Цитируемый текст –
Подвиг святости в творческом осмыслении Б.Зайцева

«Преподобный Сергий Радонежский», «Алексей Божий человек», «Сердце Авраамия»

  В эмигрантской прозе Б.Зайцева духовно-религиозные аспекты проблема­тики приобретают существенную значимость, что проявляется как в романистике [5], так и в художественно-публицистических работах: в жанрах житийных «портретов», «хожений», писательских биографий и др. В житийной трилогии о Сергии Радонежском, Алексее Божьем человеке и преподобном Авраамии (1925 – 1934) силой сердечной, творческой интуиции феномен святости осмысляется в различных ипостасях, в единстве индивидуального и надличностного измерений. Художественная целостность трилогии обусловлена системой устойчивых лейтмотивов, образных решений, констант авторского стиля.

В предисловии к повести «Преподобный Сергий Радонежский» (1925) намечается раскрытие антиномий явленного и сокровенного, созерцательного и деятельного начал в душевном мире святого, уже здесь звучит та «личностно-теплая интонация повествования» [2; 642], которая в основной части жития окажется в диалектическом взаимодействии с принципом исторической объективности, с ориентацией на достоверные источники.

Перечень записей –
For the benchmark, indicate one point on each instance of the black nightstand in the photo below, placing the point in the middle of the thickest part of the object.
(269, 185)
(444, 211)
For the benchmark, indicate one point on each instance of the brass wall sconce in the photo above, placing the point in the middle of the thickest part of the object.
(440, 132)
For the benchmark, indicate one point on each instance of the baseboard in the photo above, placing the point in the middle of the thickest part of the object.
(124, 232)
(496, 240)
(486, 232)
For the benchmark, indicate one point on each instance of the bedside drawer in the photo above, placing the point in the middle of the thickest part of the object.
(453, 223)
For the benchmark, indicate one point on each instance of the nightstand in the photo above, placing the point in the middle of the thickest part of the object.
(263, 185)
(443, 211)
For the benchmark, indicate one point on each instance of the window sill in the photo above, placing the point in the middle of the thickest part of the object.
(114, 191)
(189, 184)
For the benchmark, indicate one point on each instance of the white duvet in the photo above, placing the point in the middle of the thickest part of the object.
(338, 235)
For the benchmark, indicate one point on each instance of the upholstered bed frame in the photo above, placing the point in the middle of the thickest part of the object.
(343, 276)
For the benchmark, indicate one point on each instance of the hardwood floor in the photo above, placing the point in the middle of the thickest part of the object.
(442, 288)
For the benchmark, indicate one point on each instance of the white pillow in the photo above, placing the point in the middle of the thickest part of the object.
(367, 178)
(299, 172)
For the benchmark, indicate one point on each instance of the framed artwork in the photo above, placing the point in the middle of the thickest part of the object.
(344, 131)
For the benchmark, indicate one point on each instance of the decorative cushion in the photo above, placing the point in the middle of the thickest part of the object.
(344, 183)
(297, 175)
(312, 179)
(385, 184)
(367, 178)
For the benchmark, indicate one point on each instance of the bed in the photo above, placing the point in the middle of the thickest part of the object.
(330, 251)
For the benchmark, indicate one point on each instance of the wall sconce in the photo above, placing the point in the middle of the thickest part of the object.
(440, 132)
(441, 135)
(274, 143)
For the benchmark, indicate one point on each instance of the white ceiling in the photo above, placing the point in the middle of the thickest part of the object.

Задание – Извлеките из текста о житийной трилогии Б. Зайцева фрагмент, который открывается словами, содержащими «Подвиг святости в», и завершается словами «констант авторского стиля.». Перенесите его без изменений.

Ожидаемый ответ –
Подвиг святости в творческом осмыслении Б.Зайцева

«Преподобный Сергий Радонежский», «Алексей Божий человек», «Сердце Авраамия»

  В эмигрантской прозе Б.Зайцева духовно-религиозные аспекты проблема­тики приобретают существенную значимость, что проявляется как в романистике [5], так и в художественно-публицистических работах: в жанрах житийных «портретов», «хожений», писательских биографий и др. В житийной трилогии о Сергии Радонежском, Алексее Божьем человеке и преподобном Авраамии (1925 – 1934) силой сердечной, творческой интуиции феномен святости осмысляется в различных ипостасях, в единстве индивидуального и надличностного измерений. Художественная целостность трилогии обусловлена системой устойчивых лейтмотивов, образных решений, констант авторского стиля.